■ The task ■
Nothing in the data should change when you return it, but leave the pictures out.

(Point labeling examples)

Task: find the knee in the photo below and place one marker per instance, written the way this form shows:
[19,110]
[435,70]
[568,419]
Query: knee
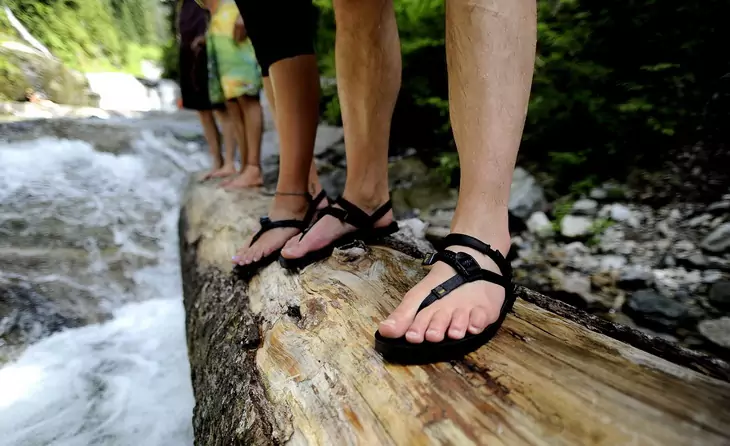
[351,10]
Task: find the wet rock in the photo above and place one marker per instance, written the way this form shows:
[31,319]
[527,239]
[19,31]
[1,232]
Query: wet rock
[598,193]
[655,310]
[540,225]
[720,294]
[699,220]
[573,226]
[573,288]
[634,277]
[716,331]
[711,276]
[620,213]
[526,195]
[664,229]
[718,240]
[669,281]
[585,206]
[413,231]
[612,262]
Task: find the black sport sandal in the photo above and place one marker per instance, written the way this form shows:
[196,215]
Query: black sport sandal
[246,272]
[365,231]
[467,270]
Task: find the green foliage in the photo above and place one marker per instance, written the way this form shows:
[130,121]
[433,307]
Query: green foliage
[597,228]
[94,35]
[612,82]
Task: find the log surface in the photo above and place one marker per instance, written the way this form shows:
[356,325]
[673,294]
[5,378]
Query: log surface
[288,359]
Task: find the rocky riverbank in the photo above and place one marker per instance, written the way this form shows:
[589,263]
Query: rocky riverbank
[662,269]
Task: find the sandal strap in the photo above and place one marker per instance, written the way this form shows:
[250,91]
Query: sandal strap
[313,204]
[467,270]
[466,240]
[268,225]
[355,216]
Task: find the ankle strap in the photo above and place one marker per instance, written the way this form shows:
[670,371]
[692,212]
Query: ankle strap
[355,216]
[478,245]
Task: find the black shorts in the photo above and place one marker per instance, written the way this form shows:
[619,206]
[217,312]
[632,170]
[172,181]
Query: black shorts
[279,29]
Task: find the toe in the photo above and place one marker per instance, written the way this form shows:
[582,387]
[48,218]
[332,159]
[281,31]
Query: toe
[478,320]
[400,319]
[439,324]
[416,332]
[459,323]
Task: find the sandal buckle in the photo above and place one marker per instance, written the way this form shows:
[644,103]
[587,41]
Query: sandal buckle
[467,266]
[429,259]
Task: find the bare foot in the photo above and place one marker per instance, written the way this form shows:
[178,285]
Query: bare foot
[325,231]
[282,208]
[470,308]
[219,172]
[250,177]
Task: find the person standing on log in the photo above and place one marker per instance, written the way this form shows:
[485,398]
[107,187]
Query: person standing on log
[235,79]
[490,48]
[282,34]
[192,24]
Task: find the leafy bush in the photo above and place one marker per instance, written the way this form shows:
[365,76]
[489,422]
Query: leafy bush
[616,85]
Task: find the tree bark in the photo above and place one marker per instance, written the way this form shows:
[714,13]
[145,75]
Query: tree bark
[288,359]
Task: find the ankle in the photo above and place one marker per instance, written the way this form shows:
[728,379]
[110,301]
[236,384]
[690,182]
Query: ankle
[369,200]
[482,228]
[293,206]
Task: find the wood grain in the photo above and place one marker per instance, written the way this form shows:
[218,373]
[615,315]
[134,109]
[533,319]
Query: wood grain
[288,359]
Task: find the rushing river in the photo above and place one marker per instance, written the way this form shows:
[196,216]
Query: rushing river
[92,339]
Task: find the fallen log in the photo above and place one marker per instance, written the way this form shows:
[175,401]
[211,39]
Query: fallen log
[288,359]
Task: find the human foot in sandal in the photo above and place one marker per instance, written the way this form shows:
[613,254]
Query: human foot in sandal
[337,225]
[456,308]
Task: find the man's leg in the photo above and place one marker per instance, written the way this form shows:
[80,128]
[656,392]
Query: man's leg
[237,122]
[229,142]
[210,131]
[253,119]
[368,80]
[490,48]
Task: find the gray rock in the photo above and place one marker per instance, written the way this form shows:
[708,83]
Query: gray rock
[526,196]
[720,294]
[575,288]
[540,225]
[598,194]
[720,206]
[711,276]
[612,262]
[718,240]
[664,229]
[413,231]
[585,206]
[620,213]
[697,260]
[699,220]
[573,226]
[716,331]
[327,137]
[634,277]
[655,310]
[717,222]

■ Correct response ■
Task: find the knee in the photo below and place one marker per instance, written the way this form shows:
[19,110]
[435,70]
[568,419]
Query: knee
[351,10]
Task: find the wet rock in the photo above and place one marker per instance, written the way this form shows:
[31,319]
[527,239]
[19,31]
[1,232]
Query: wet rock
[598,193]
[655,310]
[540,225]
[720,294]
[699,220]
[573,226]
[573,288]
[634,277]
[716,331]
[711,276]
[620,213]
[526,195]
[664,229]
[718,240]
[669,281]
[585,206]
[413,231]
[612,262]
Task: find the black sport sandal in the photo above and place one marker per instance, written the way this form shows:
[196,215]
Query: black sport sandal
[246,272]
[365,231]
[467,270]
Task: find the green foliage in the photo above and place one marker per instance, written the way this form shows:
[130,121]
[433,307]
Query: green foliage
[597,228]
[94,35]
[612,82]
Task: find the log surface in the photo above and place one marker per instance, written the way this form shows:
[356,325]
[673,294]
[5,378]
Query: log surface
[288,359]
Task: find the rocky riverbank in the photo above and place one marker per instance, written the way this form shows:
[589,263]
Query: rocky riverbank
[662,269]
Task: find the sandal strap in the photo above and place one marker per instance, written the way this form shows:
[250,91]
Query: sandal strap
[313,204]
[467,270]
[466,240]
[268,225]
[355,216]
Task: find the ankle strap in the photo above and place one marker per instance, written the way this form shows:
[670,371]
[692,212]
Query: ankle strap
[355,216]
[478,245]
Task: find the black shorts in the photo above and place one marker per instance, written the way this form shows:
[619,206]
[217,312]
[632,170]
[172,181]
Query: black shorts
[279,29]
Task: find the toe in the photo above and place one marker per instance, written the way this form shows:
[582,387]
[48,218]
[332,159]
[281,31]
Query: toe
[478,320]
[400,319]
[439,324]
[416,332]
[459,323]
Task: find the sandal buckle in the photo above and place one marker per instance, written the way this form shows:
[644,103]
[587,41]
Query: sandal buckle
[467,266]
[429,259]
Task: find the bare foot in the photo above and place one marker per instance, written the way this form shows:
[178,285]
Query: bare foot
[325,231]
[282,208]
[470,308]
[219,172]
[250,177]
Task: find the person standing on log in the photo above and place one marker per instance, written the way this form shows:
[485,398]
[107,187]
Query: person standing on log
[235,79]
[490,48]
[282,34]
[192,24]
Task: find the leafy bush in the photo above and place one marker per instance, written the way this form shows:
[365,76]
[489,422]
Query: leafy bush
[616,85]
Task: find the tree bark in the photo above and place one marker per instance, written the way this form shows:
[714,13]
[145,75]
Query: tree bark
[288,359]
Task: find the ankle in the photo above and place one marker per instance, written the way this form shows:
[728,379]
[110,301]
[236,384]
[690,182]
Query: ankle
[369,200]
[482,228]
[293,206]
Task: find the wood grain in the photo above and place one marker per instance, written the way this form shows:
[218,373]
[615,315]
[134,109]
[533,319]
Query: wood grain
[288,359]
Task: find the rushing river in the photo above and place one marker per instance, written the way this form shows:
[196,216]
Query: rushing river
[92,339]
Task: find the fallen log in the photo above and place one marker per instance, written the way this form shows:
[175,401]
[211,39]
Query: fallen log
[288,359]
Task: find the human foot in sandal in the photo above and place one marker per instance, written the way this form shows:
[613,254]
Query: human foot in sandal
[337,225]
[456,308]
Task: find the man's leg in the photo above and place one marker per instance, written the way this form shows:
[80,128]
[656,392]
Query: man's leg
[237,122]
[229,142]
[210,131]
[253,119]
[368,80]
[490,48]
Task: find the gray rock in the photo above and place one marker per instance, written the way this form shows:
[708,83]
Query: gray rock
[526,196]
[720,294]
[575,288]
[540,225]
[598,194]
[720,206]
[711,276]
[612,262]
[718,240]
[664,229]
[413,231]
[585,206]
[620,213]
[697,260]
[699,220]
[573,226]
[716,331]
[327,137]
[634,277]
[655,310]
[717,222]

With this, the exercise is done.